Excerpt to read:
■ ■ ■ ■ ■ ■ ■

When you grow up the way Regina Louise grew up -- abandoned by her parents, physically abused by caretakers, shuttled from foster home to foster home -- you learn to doubt your memories. Even the good ones, especially the good ones, come with a disclaimer: Maybe they never happened.
Louise remembered that a woman once wanted to adopt her. The woman took Louise to the ballet and opera, taught her to believe in herself, and made her a beautiful blue dress with rainbows and hearts stitched on the front.
Then the woman disappeared from her life.
By the time Louise, the successful owner of two Bay Area hair salons, sat down to write her memoir in 1999, she was 37, and none of the adults from her childhood who could corroborate her stories could be found.
The scars on her body told her she had been beaten. But did the blue dress ever exist? Was the love that deep? Maybe myth had mixed with memory. Maybe it never happened.
This is the inheritance sometimes left to children who leave foster care with no lasting bonds with adults: There is no one around to tell the kinds of stories that seed memories, stories that start with "Remember when you ... ?"
What she could recall, and what she felt, she wrote down. In the summer of 2003, Louise's memoir, "Somebody's Someone," arrived in bookstores. Though she did not know it then, writing about her dark past would alter her future in ways she had only dreamed about as a child.
Louise was a toddler when her biological mother left her in Austin, Texas, in the care of a woman who took in kids. Her father only vaguely knew she existed.

■ ■ ■ ■ ■ ■ ■

Data section:
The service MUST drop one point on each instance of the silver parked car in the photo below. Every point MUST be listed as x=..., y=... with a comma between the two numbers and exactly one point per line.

■ ■ ■ ■ ■ ■ ■

Exercise brief:
In the text about Regina Louise, what are all the things the woman who wanted to adopt her did for her?

Answer space:
- Took her to the ballet and opera
- Taught her to believe in herself
- Made her a beautiful blue dress with rainbows and hearts stitched on the front